• WORK TO COMPLETE: Copy out the whole text about respect word for word.

• TEXT FOR ANALYSIS:
Respect–what does it mean? What does it look like, especially when it comes to someone you’d rather not have to deal with? These are the questions fixed in my mind lately.
The constant demands for respect have gotten old. They pop up at the strangest times. One time this spring, we were in the parking lot of my church for the Wednesday night kid swap. He had been almost insisting on being the one to sign the kids out of their catechism class on Wednesdays, likely because he’s always rushing them away to start his parenting time. On this night, he had signed them out and we began walking to the parking lot to leave. We were nearly out to the cars when he said, “Oh, I think the nun wanted to talk to you about something.” Annoyed that he had waited until an inopportune moment to tell me, I said, “Why didn’t you tell me when we were in there?” He ignored the question and gave me a dirty look. I got in my car and texted him, saying, “That was a legitimate question.” He responded with, “You need to respect me in front of the kids.”
Another time, last year, our oldest son had been complaining to me about something his dad had done and he said that his dad was a hypocrite. I tried to redirect the conversation, but our son is old enough to form his own opinions and had come to this conclusion based on several interactions with his dad. Somehow, the conversation got back to the ex like some twisted game of telephone, and he interpreted it as though I had told our son that his dad was a hypocrite (I had not).
A few months back, my youngest son was hungry when it was time to leave for his dad’s house. He said he wasn’t feeling well. I asked what he had eaten that day. It wasn’t much and it was mostly sugary, carby, light meals. I asked if he could try asking for something more filling like eggs instead of cereal for breakfast. I told him to tell his dad he wasn’t feeling well. On my way back home, I got a phone call berating me for undermining his parenting. Our son had told him that he doesn’t feed him any healthy food (which I didn’t say), and ran in the house crying.

• STUDY MATERIAL:
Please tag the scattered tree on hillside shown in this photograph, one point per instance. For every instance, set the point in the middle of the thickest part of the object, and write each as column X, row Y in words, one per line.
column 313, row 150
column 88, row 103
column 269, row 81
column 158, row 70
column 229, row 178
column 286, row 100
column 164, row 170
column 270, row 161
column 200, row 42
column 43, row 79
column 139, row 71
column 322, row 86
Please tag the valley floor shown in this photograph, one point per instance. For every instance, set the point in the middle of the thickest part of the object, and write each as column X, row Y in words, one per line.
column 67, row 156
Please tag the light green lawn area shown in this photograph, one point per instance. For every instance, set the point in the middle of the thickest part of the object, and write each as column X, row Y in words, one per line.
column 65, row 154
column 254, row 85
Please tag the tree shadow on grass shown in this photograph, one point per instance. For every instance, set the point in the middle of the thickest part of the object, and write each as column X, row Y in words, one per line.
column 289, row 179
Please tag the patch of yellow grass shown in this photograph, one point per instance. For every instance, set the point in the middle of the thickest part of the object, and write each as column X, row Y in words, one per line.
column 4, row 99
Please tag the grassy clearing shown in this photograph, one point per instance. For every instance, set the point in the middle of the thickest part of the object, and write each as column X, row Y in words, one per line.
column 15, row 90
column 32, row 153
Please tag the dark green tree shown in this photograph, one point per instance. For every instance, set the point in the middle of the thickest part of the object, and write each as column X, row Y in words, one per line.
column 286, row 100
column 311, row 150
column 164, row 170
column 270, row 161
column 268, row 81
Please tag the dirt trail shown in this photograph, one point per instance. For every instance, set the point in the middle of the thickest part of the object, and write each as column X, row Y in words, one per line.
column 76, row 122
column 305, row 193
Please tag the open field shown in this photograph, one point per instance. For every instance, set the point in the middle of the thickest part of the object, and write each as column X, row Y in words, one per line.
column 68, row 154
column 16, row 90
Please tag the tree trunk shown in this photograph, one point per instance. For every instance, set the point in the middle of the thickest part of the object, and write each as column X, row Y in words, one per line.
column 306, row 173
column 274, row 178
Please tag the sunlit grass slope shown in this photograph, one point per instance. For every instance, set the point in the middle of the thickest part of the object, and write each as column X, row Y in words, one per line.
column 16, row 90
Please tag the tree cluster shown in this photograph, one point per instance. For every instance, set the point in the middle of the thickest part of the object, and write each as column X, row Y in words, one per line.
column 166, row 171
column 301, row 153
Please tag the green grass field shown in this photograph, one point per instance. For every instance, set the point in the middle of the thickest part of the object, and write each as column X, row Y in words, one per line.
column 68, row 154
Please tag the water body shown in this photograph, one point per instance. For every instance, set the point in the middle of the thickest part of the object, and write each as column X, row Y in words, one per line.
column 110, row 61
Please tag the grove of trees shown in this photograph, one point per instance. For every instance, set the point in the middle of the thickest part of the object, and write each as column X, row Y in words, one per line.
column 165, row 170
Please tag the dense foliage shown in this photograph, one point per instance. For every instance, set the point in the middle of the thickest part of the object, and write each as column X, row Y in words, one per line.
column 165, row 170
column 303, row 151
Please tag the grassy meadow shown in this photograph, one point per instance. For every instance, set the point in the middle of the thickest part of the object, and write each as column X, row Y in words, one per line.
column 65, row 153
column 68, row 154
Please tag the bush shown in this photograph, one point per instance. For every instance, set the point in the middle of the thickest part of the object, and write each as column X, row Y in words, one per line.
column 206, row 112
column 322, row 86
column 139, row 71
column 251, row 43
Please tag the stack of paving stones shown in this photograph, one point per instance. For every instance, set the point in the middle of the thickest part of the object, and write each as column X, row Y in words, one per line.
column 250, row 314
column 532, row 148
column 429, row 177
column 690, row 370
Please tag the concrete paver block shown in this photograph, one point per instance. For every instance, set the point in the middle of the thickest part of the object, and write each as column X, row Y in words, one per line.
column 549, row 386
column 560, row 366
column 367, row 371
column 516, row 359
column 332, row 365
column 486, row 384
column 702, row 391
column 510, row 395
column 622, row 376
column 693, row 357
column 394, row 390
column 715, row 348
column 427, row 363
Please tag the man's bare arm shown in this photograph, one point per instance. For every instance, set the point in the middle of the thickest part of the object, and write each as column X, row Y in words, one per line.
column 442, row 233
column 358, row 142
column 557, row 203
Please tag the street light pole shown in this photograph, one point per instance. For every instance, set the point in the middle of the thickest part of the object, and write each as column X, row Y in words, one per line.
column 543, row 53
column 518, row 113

• SOLUTION FOR THIS TASK:
Respect–what does it mean? What does it look like, especially when it comes to someone you’d rather not have to deal with? These are the questions fixed in my mind lately.
The constant demands for respect have gotten old. They pop up at the strangest times. One time this spring, we were in the parking lot of my church for the Wednesday night kid swap. He had been almost insisting on being the one to sign the kids out of their catechism class on Wednesdays, likely because he’s always rushing them away to start his parenting time. On this night, he had signed them out and we began walking to the parking lot to leave. We were nearly out to the cars when he said, “Oh, I think the nun wanted to talk to you about something.” Annoyed that he had waited until an inopportune moment to tell me, I said, “Why didn’t you tell me when we were in there?” He ignored the question and gave me a dirty look. I got in my car and texted him, saying, “That was a legitimate question.” He responded with, “You need to respect me in front of the kids.”
Another time, last year, our oldest son had been complaining to me about something his dad had done and he said that his dad was a hypocrite. I tried to redirect the conversation, but our son is old enough to form his own opinions and had come to this conclusion based on several interactions with his dad. Somehow, the conversation got back to the ex like some twisted game of telephone, and he interpreted it as though I had told our son that his dad was a hypocrite (I had not).
A few months back, my youngest son was hungry when it was time to leave for his dad’s house. He said he wasn’t feeling well. I asked what he had eaten that day. It wasn’t much and it was mostly sugary, carby, light meals. I asked if he could try asking for something more filling like eggs instead of cereal for breakfast. I told him to tell his dad he wasn’t feeling well. On my way back home, I got a phone call berating me for undermining his parenting. Our son had told him that he doesn’t feed him any healthy food (which I didn’t say), and ran in the house crying.